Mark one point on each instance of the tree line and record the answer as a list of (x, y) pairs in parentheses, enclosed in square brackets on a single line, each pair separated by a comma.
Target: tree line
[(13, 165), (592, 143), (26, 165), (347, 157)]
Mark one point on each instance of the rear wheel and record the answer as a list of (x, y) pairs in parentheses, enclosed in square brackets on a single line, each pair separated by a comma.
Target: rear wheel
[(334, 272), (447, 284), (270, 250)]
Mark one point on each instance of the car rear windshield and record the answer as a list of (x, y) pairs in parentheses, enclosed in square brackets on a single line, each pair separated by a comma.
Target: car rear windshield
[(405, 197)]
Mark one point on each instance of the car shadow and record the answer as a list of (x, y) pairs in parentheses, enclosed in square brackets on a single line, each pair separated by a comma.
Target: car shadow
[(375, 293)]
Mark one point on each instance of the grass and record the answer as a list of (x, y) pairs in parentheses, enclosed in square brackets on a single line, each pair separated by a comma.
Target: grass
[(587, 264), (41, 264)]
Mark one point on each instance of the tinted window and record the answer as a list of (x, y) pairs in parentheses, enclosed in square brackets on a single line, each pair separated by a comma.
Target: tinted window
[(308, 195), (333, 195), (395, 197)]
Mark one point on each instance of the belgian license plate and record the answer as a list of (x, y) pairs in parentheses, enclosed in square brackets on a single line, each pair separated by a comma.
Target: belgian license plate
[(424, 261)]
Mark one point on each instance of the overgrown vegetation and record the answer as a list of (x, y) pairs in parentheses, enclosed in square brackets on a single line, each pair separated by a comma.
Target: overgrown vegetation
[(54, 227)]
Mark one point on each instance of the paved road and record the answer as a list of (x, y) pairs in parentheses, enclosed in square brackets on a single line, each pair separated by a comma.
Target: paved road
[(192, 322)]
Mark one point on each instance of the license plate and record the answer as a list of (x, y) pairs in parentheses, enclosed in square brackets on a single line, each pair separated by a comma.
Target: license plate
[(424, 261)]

####################

What you should do:
Each record above should be repeated exactly as it appears.

Exercise answer:
Mark one point on each instance of the tree line and record the answer as a list of (x, y) pairs in parentheses, enclosed in square brackets on a single line, each pair separated by a comma.
Target: tree line
[(13, 165), (592, 143), (26, 165), (347, 157)]
Mark one point on each instance of the rear wheel and record the answer as a list of (x, y) pairs in parentheses, enclosed in square brackets on a single line, each pair separated by a comma.
Target: rear wheel
[(334, 272), (447, 284), (270, 250)]
Mark one point on each instance of the car rear windshield and record the answer as a list of (x, y) pairs in parentheses, enclosed in square brackets on a single line, each pair separated by a comma.
Target: car rear windshield
[(405, 197)]
Mark one point on each instance of the car shadow and record the answer as a list of (x, y) pairs in parentheses, enclosed in square brackets on a single line, each pair separated by a comma.
Target: car shadow
[(375, 293)]
Mark one point on each instance of the grass and record the answer as a list of (x, y) pairs in parentheses, enclosed in square brackets on a single line, each pair separated by a comma.
Target: grass
[(587, 264), (41, 264)]
Mark one point on each instance of the tinted window and record the answer as a list of (x, y) pairs in parentheses, enclosed in square brackets on a single line, each pair separated by a comma.
Target: tinted window
[(308, 195), (333, 195), (395, 197)]
Mark one point on each instance of the belgian license plate and record the answer as a list of (x, y) pairs in parentheses, enclosed in square brackets on a single line, each pair separated by a comma.
Target: belgian license plate
[(424, 261)]
Mark one point on each instance of the overgrown vegetation and record the answer as a list of (x, y) pairs in parentheses, enclosed in square brackets on a single line, each pair separated by a comma.
Target: overgrown vegetation
[(54, 227)]
Mark one point on each instance of the paved road and record the answer as a list of (x, y) pairs in parentheses, enclosed in square brackets on a single line, each pair separated by a comma.
Target: paved road
[(192, 322)]
Mark one point on each instance of the license plate and record the answer as a list of (x, y) pairs in parentheses, enclosed in square brackets on a single line, each pair separated by a comma.
Target: license plate
[(424, 261)]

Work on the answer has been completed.